[Entries from a dataset]
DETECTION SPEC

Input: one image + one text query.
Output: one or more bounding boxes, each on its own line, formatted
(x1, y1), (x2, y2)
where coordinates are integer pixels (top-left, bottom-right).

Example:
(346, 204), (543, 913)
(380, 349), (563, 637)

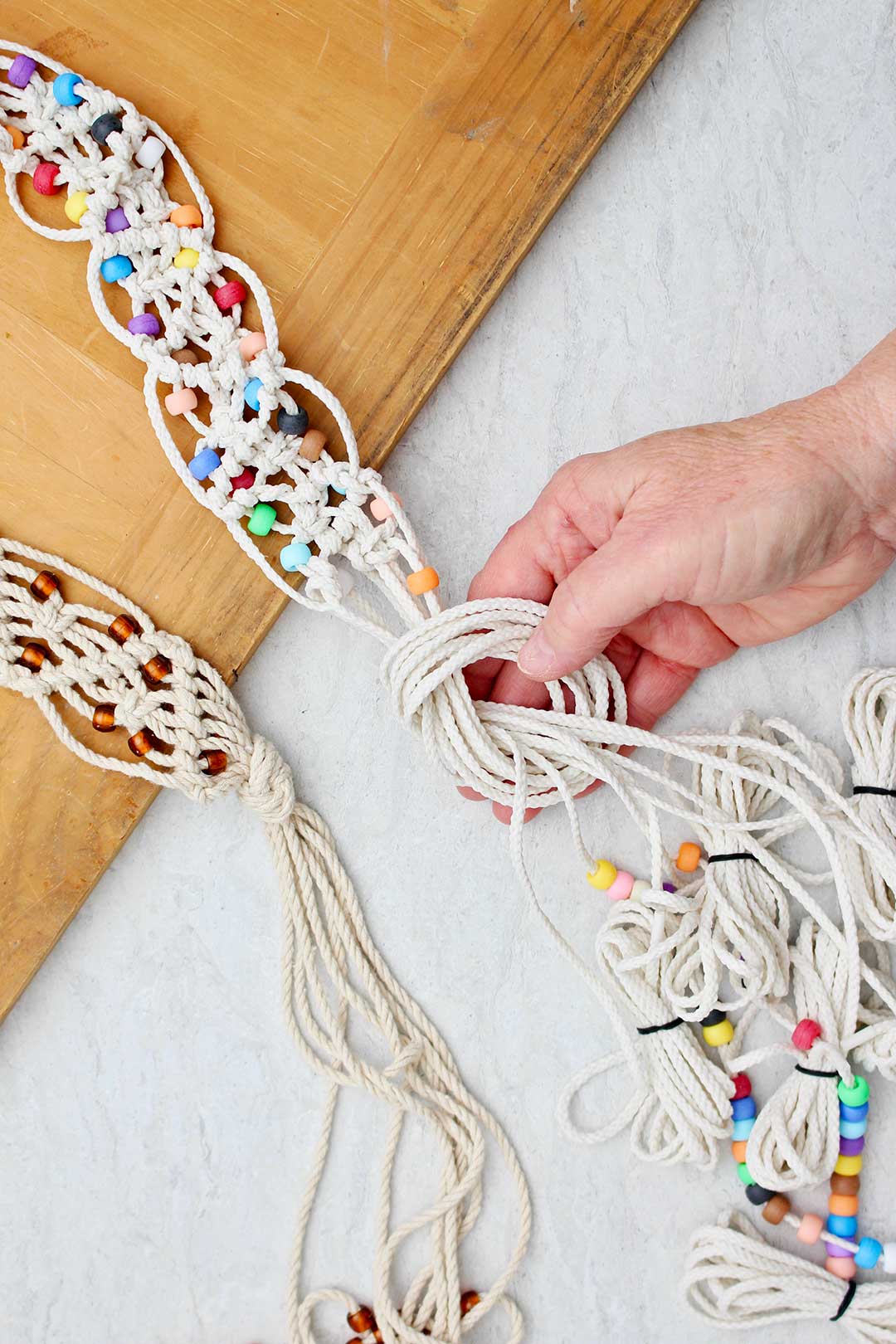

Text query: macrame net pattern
(0, 539), (531, 1344)
(8, 46), (896, 1344)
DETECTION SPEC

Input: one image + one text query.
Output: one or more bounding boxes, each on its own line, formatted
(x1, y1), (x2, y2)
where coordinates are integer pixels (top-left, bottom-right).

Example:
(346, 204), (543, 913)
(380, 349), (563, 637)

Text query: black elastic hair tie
(638, 1017), (684, 1036)
(830, 1278), (859, 1321)
(796, 1064), (840, 1078)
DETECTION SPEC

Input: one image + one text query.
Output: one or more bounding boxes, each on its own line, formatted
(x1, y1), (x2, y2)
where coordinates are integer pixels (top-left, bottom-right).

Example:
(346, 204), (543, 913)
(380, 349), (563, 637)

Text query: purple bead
(7, 55), (37, 89)
(128, 313), (161, 336)
(106, 206), (130, 234)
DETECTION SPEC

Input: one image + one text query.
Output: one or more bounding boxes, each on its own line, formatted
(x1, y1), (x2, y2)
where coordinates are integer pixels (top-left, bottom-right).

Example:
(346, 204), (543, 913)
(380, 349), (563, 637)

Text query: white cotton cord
(683, 1212), (896, 1344)
(0, 540), (532, 1344)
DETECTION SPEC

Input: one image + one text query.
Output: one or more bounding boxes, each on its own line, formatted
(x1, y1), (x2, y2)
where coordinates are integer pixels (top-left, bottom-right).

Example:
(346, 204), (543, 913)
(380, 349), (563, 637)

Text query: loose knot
(239, 737), (295, 826)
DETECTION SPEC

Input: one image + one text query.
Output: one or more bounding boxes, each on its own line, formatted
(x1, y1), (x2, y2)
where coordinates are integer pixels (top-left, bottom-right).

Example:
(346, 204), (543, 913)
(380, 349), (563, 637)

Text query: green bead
(249, 504), (277, 536)
(837, 1074), (868, 1106)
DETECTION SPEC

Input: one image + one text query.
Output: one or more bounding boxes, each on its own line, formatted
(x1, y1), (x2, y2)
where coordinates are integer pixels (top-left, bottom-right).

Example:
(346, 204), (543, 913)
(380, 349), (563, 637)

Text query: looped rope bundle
(0, 540), (531, 1344)
(683, 1212), (896, 1344)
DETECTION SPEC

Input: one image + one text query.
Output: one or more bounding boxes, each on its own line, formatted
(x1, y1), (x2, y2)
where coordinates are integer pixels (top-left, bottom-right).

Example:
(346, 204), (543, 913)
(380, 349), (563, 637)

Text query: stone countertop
(0, 0), (896, 1344)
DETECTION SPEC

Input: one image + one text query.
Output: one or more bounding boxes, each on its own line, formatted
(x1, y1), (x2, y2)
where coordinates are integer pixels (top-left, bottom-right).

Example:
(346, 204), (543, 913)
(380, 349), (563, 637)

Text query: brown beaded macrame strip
(0, 539), (531, 1344)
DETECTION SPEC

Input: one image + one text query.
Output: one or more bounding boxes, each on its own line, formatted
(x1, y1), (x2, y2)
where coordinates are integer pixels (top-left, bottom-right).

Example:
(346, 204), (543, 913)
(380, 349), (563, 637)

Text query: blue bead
(100, 256), (134, 285)
(52, 71), (83, 108)
(187, 447), (221, 481)
(243, 377), (265, 411)
(855, 1236), (884, 1269)
(280, 542), (312, 574)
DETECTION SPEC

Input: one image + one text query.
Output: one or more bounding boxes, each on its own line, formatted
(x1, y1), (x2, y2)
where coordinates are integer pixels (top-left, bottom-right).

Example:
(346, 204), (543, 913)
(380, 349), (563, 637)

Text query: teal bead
(837, 1074), (868, 1106)
(249, 504), (277, 536)
(855, 1236), (884, 1269)
(52, 70), (83, 108)
(243, 377), (265, 411)
(280, 542), (312, 574)
(100, 256), (134, 285)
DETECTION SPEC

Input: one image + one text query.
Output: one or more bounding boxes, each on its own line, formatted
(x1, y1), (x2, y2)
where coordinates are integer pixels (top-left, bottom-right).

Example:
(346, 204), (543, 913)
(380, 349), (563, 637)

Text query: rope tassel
(0, 540), (531, 1344)
(683, 1211), (896, 1344)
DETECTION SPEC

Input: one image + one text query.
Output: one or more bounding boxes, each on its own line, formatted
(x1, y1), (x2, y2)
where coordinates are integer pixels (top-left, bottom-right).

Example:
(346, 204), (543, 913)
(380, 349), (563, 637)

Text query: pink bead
(165, 387), (199, 416)
(790, 1017), (821, 1049)
(825, 1255), (855, 1278)
(607, 869), (634, 900)
(239, 332), (267, 363)
(796, 1214), (825, 1246)
(371, 494), (402, 523)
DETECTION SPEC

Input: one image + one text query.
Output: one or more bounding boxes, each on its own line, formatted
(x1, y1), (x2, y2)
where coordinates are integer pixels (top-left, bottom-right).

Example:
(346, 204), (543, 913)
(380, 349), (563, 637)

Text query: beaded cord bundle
(0, 539), (531, 1344)
(8, 39), (896, 1340)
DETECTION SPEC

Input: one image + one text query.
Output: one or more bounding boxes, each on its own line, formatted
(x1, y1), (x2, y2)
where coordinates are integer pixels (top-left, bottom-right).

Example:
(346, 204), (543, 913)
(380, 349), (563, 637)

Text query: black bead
(747, 1183), (775, 1205)
(90, 111), (122, 145)
(277, 406), (308, 434)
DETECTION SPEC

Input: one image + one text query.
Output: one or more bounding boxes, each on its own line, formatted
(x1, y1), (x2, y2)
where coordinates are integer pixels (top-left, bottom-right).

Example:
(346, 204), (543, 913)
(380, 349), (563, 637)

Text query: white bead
(134, 136), (165, 168)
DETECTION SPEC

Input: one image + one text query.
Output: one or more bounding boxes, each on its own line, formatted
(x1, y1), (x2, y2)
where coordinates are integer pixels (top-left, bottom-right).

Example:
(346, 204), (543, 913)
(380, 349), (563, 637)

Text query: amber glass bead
(16, 644), (47, 672)
(28, 570), (59, 602)
(93, 704), (115, 733)
(109, 614), (143, 644)
(143, 653), (171, 685)
(128, 728), (161, 755)
(347, 1307), (376, 1335)
(762, 1195), (790, 1225)
(199, 752), (228, 779)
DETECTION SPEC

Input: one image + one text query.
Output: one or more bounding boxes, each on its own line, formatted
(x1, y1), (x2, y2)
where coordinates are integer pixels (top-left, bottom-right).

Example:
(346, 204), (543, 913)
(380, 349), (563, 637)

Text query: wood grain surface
(0, 0), (699, 1017)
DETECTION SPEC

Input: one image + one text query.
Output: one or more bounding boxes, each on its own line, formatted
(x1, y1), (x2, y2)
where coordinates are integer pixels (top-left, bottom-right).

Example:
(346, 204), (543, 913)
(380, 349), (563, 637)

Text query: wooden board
(0, 0), (697, 1016)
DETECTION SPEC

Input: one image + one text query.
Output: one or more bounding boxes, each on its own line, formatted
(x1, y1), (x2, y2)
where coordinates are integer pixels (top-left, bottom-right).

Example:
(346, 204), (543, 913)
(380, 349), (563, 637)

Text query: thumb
(517, 527), (668, 681)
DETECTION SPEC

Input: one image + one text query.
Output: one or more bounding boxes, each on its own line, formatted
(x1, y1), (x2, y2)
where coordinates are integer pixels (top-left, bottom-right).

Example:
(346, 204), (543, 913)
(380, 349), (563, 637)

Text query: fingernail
(517, 626), (558, 681)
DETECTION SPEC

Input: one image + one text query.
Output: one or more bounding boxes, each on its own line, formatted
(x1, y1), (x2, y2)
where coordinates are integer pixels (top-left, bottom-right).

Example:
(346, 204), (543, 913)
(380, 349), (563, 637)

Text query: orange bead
(762, 1195), (790, 1227)
(28, 570), (59, 602)
(298, 429), (326, 462)
(108, 614), (143, 644)
(199, 752), (228, 779)
(16, 644), (47, 672)
(827, 1195), (859, 1218)
(93, 704), (115, 733)
(404, 564), (439, 597)
(168, 206), (202, 228)
(675, 840), (700, 872)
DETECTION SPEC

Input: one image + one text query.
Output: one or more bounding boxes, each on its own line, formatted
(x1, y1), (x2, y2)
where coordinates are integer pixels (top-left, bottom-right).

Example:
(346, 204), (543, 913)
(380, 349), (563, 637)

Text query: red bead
(31, 164), (61, 197)
(790, 1017), (821, 1049)
(212, 280), (246, 313)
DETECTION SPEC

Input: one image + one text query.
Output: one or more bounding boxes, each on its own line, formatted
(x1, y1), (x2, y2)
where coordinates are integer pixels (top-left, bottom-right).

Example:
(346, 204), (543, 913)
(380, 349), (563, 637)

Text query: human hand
(466, 334), (896, 820)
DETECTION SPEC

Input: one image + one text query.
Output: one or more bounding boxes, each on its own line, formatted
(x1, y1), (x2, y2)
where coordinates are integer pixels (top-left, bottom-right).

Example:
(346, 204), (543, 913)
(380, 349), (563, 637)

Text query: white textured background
(0, 0), (896, 1344)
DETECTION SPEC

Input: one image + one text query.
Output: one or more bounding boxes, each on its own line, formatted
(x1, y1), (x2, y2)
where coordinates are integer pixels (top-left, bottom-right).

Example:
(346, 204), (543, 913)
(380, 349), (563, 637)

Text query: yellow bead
(65, 191), (87, 225)
(703, 1017), (735, 1045)
(588, 859), (616, 891)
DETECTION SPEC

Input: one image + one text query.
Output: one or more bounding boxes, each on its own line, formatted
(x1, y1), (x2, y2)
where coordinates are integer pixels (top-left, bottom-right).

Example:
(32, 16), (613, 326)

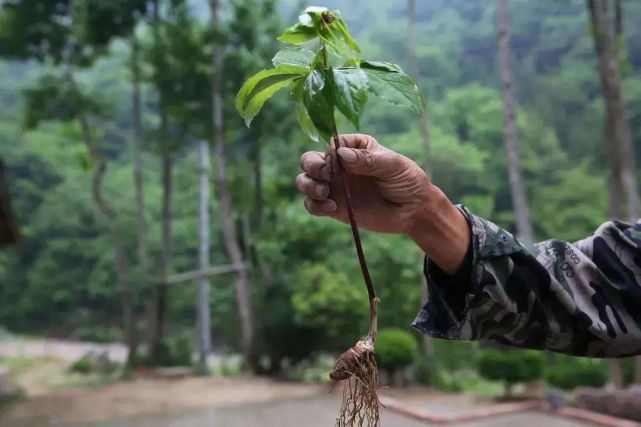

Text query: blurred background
(0, 0), (641, 427)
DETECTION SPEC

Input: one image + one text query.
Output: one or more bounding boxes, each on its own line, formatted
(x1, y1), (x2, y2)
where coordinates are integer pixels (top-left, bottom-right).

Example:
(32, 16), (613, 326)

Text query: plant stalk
(332, 124), (379, 346)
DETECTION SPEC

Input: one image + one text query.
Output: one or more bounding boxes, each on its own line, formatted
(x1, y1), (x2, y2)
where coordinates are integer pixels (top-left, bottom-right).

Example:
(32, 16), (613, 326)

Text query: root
(329, 339), (380, 427)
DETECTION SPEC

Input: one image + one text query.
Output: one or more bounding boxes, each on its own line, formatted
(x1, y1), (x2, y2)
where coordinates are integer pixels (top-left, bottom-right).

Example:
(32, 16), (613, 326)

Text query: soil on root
(329, 340), (380, 427)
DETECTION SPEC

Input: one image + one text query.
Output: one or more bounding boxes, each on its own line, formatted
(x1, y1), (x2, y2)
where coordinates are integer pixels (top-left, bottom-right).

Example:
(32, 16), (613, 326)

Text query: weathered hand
(296, 134), (434, 234)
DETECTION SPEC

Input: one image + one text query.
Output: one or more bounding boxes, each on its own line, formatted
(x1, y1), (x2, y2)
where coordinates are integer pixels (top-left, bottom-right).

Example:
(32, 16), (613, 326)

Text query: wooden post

- [DIRECTION]
Transcribe the records word for word, from the start through the line containing "(106, 206), (130, 234)", that line included, and omit the pictures.

- [RESPONSE TO THIS TASK]
DETECTION SPEC

Input: one image + one text query.
Output: one or more bounding boxes, each on its own line, formatted
(x1, y1), (x2, y2)
where coordinates are integer pixels (top-left, bottom-right).

Example:
(346, 204), (543, 913)
(380, 349), (563, 637)


Text query: macrame net pattern
(0, 539), (531, 1344)
(8, 46), (896, 1344)
DETECTION SPEC

Input: one image + one text query.
Output: one or more bounding boxes, each on its own line, formatted
(x1, y1), (x2, y2)
where coordinates are integer pixels (top-left, bottom-right).

Example:
(346, 204), (543, 913)
(380, 349), (563, 637)

Text query: black elastic hair tie
(638, 1017), (684, 1036)
(830, 1278), (859, 1321)
(796, 1064), (840, 1078)
DETECTION SPEC

Input: one image + one text query.
Output: one or more bounding boxes, each on its own line, formatted
(x1, y1), (x2, y2)
where coordinates are integer pixels (top-left, bottom-right).

Example:
(346, 204), (543, 913)
(380, 349), (563, 637)

Text query: purple bead
(7, 55), (37, 89)
(128, 313), (161, 336)
(106, 206), (130, 234)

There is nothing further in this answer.